What you need to do → Convert the data, from its start through the line containing "x=118 y=153", to a two-column CSV with the headers input and output, one row for each text and its answer. Put each value in a single quoted field and replace its line breaks with spaces.
* begin Exercise data *
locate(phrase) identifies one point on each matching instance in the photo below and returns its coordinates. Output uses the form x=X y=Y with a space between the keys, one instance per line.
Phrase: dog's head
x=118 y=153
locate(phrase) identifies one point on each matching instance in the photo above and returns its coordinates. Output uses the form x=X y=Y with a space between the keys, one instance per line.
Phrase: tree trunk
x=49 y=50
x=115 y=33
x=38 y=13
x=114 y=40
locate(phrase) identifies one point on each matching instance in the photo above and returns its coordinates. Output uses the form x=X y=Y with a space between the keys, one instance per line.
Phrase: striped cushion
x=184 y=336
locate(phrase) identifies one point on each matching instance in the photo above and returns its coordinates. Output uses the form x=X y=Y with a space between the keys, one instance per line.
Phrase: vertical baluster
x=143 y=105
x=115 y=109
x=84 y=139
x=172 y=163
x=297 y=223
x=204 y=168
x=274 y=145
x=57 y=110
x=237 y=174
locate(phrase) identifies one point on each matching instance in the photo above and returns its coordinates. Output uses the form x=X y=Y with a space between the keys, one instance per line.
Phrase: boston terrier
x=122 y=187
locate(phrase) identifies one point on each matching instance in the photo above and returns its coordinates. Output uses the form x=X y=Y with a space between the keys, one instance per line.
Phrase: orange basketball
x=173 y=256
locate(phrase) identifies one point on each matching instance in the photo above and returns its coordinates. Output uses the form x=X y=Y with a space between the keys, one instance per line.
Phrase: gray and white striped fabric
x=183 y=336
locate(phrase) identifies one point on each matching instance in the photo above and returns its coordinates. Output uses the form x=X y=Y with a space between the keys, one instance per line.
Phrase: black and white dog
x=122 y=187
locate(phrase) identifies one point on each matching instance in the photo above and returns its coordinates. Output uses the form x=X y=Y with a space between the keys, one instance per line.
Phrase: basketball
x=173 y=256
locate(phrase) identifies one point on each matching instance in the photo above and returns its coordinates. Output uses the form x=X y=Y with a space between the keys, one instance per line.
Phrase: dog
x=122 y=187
* end Exercise data *
Worked solution →
input,output
"locate(phrase) identifies one point on each matching instance in the photo below and returns its coordinates. Output uses the form x=X y=Y with a space between the keys, one instance per line. Phrase: dog's head","x=118 y=153"